___ Given records
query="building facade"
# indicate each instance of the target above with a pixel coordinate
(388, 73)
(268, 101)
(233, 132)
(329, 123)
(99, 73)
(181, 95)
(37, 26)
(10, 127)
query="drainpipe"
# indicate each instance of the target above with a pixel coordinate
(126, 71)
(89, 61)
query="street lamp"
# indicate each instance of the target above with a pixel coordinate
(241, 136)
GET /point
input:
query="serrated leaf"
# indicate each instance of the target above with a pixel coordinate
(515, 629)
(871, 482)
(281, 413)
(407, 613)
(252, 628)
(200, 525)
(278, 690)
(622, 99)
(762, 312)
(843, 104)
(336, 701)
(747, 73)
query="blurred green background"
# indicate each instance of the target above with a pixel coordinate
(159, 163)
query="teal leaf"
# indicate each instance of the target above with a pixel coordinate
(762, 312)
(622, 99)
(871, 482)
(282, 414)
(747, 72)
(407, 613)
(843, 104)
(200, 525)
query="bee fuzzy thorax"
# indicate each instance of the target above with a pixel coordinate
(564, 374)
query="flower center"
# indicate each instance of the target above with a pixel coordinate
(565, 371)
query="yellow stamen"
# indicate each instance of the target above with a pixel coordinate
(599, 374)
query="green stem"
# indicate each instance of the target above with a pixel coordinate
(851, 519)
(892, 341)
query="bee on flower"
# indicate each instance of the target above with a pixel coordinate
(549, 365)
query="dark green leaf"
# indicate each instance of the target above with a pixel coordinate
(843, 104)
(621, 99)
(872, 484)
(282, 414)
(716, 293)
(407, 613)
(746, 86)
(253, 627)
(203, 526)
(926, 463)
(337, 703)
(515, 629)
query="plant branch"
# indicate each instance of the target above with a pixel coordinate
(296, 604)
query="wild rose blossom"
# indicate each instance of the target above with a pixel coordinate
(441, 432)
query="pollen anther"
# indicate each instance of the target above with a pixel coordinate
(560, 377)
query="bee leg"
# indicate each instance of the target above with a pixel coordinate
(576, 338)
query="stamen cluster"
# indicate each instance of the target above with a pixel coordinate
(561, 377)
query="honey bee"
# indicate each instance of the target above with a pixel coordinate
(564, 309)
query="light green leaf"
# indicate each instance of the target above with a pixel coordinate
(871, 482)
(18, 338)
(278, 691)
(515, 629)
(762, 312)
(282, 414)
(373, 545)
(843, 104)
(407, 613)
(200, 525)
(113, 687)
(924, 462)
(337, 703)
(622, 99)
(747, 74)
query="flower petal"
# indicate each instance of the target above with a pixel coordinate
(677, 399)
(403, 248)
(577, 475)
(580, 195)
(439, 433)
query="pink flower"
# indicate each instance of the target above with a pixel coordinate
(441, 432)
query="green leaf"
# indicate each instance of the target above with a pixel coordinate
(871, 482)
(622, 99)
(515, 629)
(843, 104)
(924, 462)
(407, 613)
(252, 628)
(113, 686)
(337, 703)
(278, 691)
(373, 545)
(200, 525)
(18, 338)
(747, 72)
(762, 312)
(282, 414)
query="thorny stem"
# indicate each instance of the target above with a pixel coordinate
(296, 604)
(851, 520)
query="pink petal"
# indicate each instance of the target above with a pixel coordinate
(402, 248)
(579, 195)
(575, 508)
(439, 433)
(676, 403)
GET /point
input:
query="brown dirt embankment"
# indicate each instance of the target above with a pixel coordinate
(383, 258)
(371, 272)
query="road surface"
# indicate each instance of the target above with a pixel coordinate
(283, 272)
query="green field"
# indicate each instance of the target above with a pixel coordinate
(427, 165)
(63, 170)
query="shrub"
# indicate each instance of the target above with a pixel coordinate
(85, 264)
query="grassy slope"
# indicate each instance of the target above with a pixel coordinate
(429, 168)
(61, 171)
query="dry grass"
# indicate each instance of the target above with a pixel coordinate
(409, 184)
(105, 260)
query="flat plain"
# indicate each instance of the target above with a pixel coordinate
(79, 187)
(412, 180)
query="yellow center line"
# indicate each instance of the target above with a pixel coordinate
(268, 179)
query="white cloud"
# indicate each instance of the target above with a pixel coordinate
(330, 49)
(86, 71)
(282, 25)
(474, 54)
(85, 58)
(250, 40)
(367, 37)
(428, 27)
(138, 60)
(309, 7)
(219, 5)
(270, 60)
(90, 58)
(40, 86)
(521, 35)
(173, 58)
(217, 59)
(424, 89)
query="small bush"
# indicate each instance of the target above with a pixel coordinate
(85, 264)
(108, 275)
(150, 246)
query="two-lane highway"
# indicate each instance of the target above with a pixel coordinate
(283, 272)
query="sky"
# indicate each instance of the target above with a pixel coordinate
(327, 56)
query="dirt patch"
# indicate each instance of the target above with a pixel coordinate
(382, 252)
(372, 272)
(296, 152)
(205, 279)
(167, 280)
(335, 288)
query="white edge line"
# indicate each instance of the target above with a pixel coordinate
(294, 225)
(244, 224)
______
* _What the task requires_: Type out the material again exactly as presented.

* _Written answer_:
query="building facade"
# indicate each instance of the target above with a pixel coordinate
(388, 73)
(268, 101)
(233, 132)
(329, 123)
(99, 73)
(181, 95)
(37, 26)
(10, 127)
query="drainpipe"
# indicate each instance of the target above with a pixel coordinate
(126, 71)
(89, 61)
query="street lamp"
# indicate each instance of the target above with a pixel coordinate
(241, 136)
GET /point
input:
query="serrated leaf"
# indicate each instance of the target above with a pixel coordinate
(515, 629)
(871, 482)
(281, 413)
(407, 613)
(252, 628)
(200, 525)
(278, 690)
(622, 99)
(762, 312)
(843, 104)
(336, 701)
(747, 73)
query="blurred green background"
# indicate each instance of the target above with a pixel coordinate
(159, 163)
query="teal leaf"
# indicate each instance of the target above with a pixel coordinate
(762, 312)
(622, 99)
(871, 482)
(282, 414)
(747, 72)
(407, 613)
(843, 104)
(200, 525)
query="bee fuzzy thorax"
# indicate each instance of the target above with a pixel coordinate
(564, 374)
query="flower center"
# indicate each instance of the target above with a pixel coordinate
(565, 371)
query="yellow stamen"
# indicate each instance of the target above with a pixel coordinate
(599, 374)
query="green stem"
# indicate each instance of the target above with a pixel coordinate
(851, 519)
(892, 341)
query="bee on flower"
# indicate each instance of the target above with a pixel coordinate
(549, 365)
query="dark green leaf"
# indicate each instance of the target above with a pixel coordinate
(843, 104)
(621, 99)
(872, 484)
(282, 414)
(716, 293)
(407, 613)
(746, 86)
(253, 627)
(203, 526)
(926, 463)
(337, 703)
(515, 629)
query="plant branch"
# indicate each instance of the target above with a pixel coordinate
(296, 604)
query="wild rose blossom"
# indicate each instance of the target above with a pixel coordinate
(441, 432)
query="pollen anther"
# indicate each instance of the target above with a pixel coordinate
(560, 377)
query="bee leg"
# indicate each instance of the target above with a pixel coordinate
(576, 338)
query="stamen cluster"
# indicate each instance of the target above with a pixel coordinate
(561, 377)
query="honey bee"
# indicate each instance of the target above with a pixel coordinate
(564, 309)
query="light green leaf"
# indicate each instance of the target above with a pixel coordinate
(871, 482)
(18, 338)
(278, 691)
(515, 629)
(762, 312)
(282, 414)
(373, 545)
(843, 104)
(407, 613)
(200, 525)
(113, 687)
(924, 462)
(337, 703)
(622, 99)
(747, 74)
query="flower petal"
# indicate each instance of the target above with a pixel coordinate
(677, 399)
(403, 248)
(577, 475)
(580, 195)
(439, 433)
query="pink flower"
# indicate each instance of the target above with a pixel coordinate
(441, 432)
query="green leaf"
# indicate each instance of the target above with a pixel coordinate
(871, 482)
(622, 99)
(515, 629)
(843, 104)
(924, 462)
(407, 613)
(252, 628)
(113, 686)
(337, 703)
(278, 691)
(373, 545)
(200, 525)
(18, 338)
(747, 72)
(762, 312)
(282, 414)
query="thorny stem"
# indicate each instance of the target above with a pixel coordinate
(296, 604)
(851, 520)
query="pink petal"
# indicate each instance of the target above with a pixel coordinate
(402, 248)
(579, 195)
(575, 508)
(439, 433)
(676, 403)
GET /point
input:
query="brown dirt embankment"
# indicate each instance of the target above with a pixel coordinate
(383, 258)
(371, 272)
query="road surface"
# indicate each instance of the target above with a pixel coordinate
(283, 272)
query="green field"
# indicate each instance of the target above with a pixel coordinate
(427, 165)
(63, 170)
query="shrub"
# indicate each instance of the target above with a pixel coordinate
(85, 264)
query="grassy slope"
# indicate each instance of the target above with a pixel coordinate
(429, 168)
(61, 171)
query="dry grass"
# indicate each instance of the target above with a pixel coordinate
(409, 184)
(105, 260)
query="flat plain"
# indicate each instance of the target above with a pixel coordinate
(79, 187)
(412, 180)
query="yellow center line"
# indicate each instance of the target above with a pixel coordinate
(268, 179)
query="white cloud"
# indicate each instance of the target above with a pixel coordinate
(330, 49)
(86, 71)
(282, 25)
(474, 54)
(85, 58)
(250, 40)
(367, 37)
(428, 27)
(138, 60)
(309, 7)
(219, 5)
(270, 60)
(90, 58)
(40, 86)
(521, 35)
(173, 58)
(217, 59)
(424, 89)
query="small bush"
# indicate each instance of the target above with a pixel coordinate
(85, 264)
(108, 275)
(150, 246)
query="two-lane highway"
# indicate each instance of the target above with a pixel coordinate
(283, 272)
query="sky"
# indicate each instance of the target above with a pixel coordinate
(327, 56)
query="dirt patch"
# indicate each instance of the target above with a pixel coordinate
(382, 252)
(372, 272)
(296, 152)
(205, 279)
(167, 280)
(335, 288)
query="white edge line"
# indicate each instance of the target above with a pixel coordinate
(294, 225)
(244, 224)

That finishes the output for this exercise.